**Passage**
• • • • • • •
For the first seven years of his ministry, Ezekiel faithfully relayed to his fellow Jews the stern, heart-rending, hope-crushing word of divine judgment: Because of all her sins, Jerusalem would fall. The only hope the prophet was authorized to extend to his listeners was that of living at peace with themselves and with God during their exile.

Once news was received that Jerusalem had fallen, Ezekiel’s message turned to the Lord’s consoling word of hope for his people—they would experience revival, restoration and a glorious future as the redeemed and perfected kingdom of God in the world. Ezekiel had become the constant star in people’s lives. He was there for everyone. Some may argue that it was easy; God was speaking to him directly. God speaks to us every day too. We just need to listen. It’s the phone call that comes in the middle of an argument to stop you from saying something hurtful or the unexpected check that comes in the mail when your bills are late. God is with us all day, every day; we just need to learn to listen for Him. Send your worries to God, pray daily, give thanks for what you have and be assured that your sins are forgiven. Then, stop and listen for God.

Trust in Him

I often write about God’s plan because I find people saying, “everything happens for a reason” all to often. I believe that we all take for granted the guiding hand at work in our lives. So many bad things seem to happen that we rarely stop to celebrate the good things. It is as if we expect the good things to happen so we concentrate on the bad things. I know that by nature, I am more of a pessimist than an optimist. Looking back, I find no obvious cause for this perspective except my training to prevent firefighter injuries and fatalities. As I moved up the ranks, I found that being in command of incidents in which people’s lives were at risk makes you look at things much more cautiously. I think that is what turned into my pessimistic outlook.
• • • • • • •
**Raw data**
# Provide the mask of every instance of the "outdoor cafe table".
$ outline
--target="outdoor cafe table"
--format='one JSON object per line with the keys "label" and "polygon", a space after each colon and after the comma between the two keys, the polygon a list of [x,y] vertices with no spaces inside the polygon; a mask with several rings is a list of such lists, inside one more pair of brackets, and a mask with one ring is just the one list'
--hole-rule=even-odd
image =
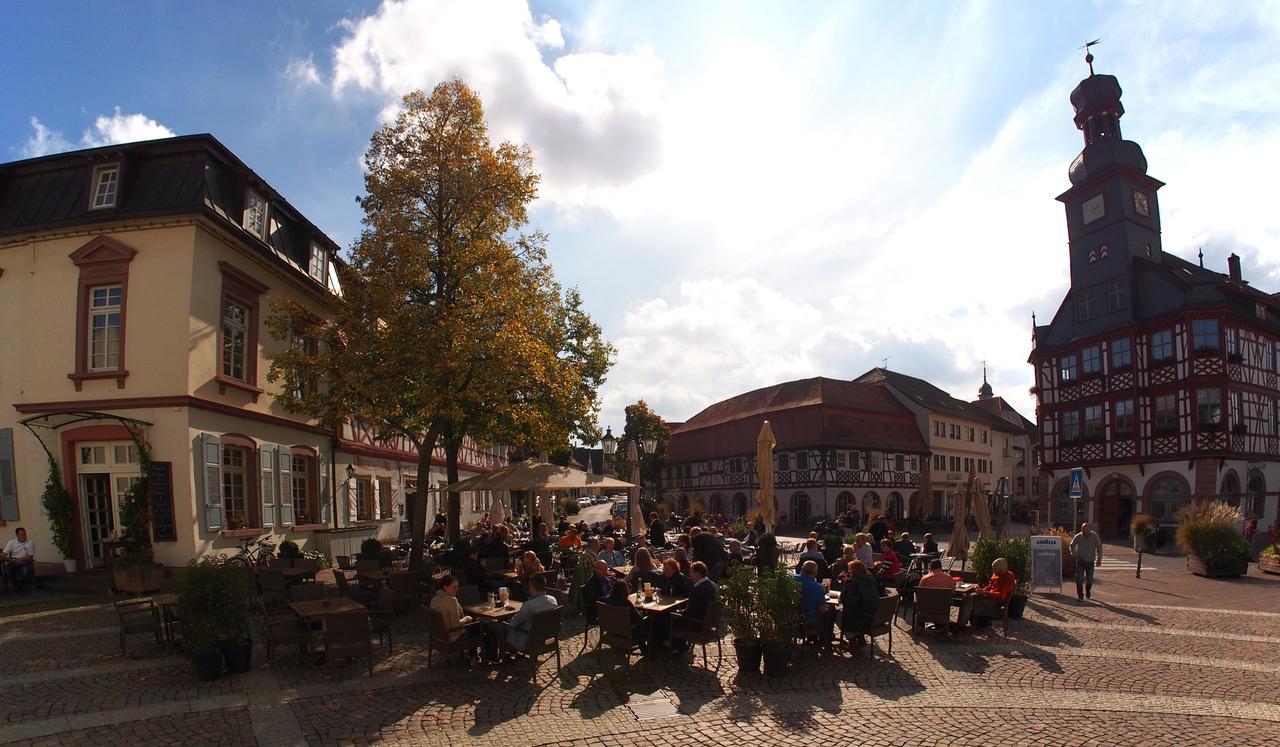
{"label": "outdoor cafe table", "polygon": [[499,622],[515,617],[520,611],[524,602],[516,600],[507,600],[506,606],[493,606],[489,602],[472,604],[462,608],[468,615],[475,618],[484,618],[486,620]]}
• • • • • • •
Please state how long Ezekiel relayed the word of divine judgment, according to the passage about Ezekiel. These items were taken from a different source than the passage.

**Answer for this exercise**
For the first seven years of his ministry.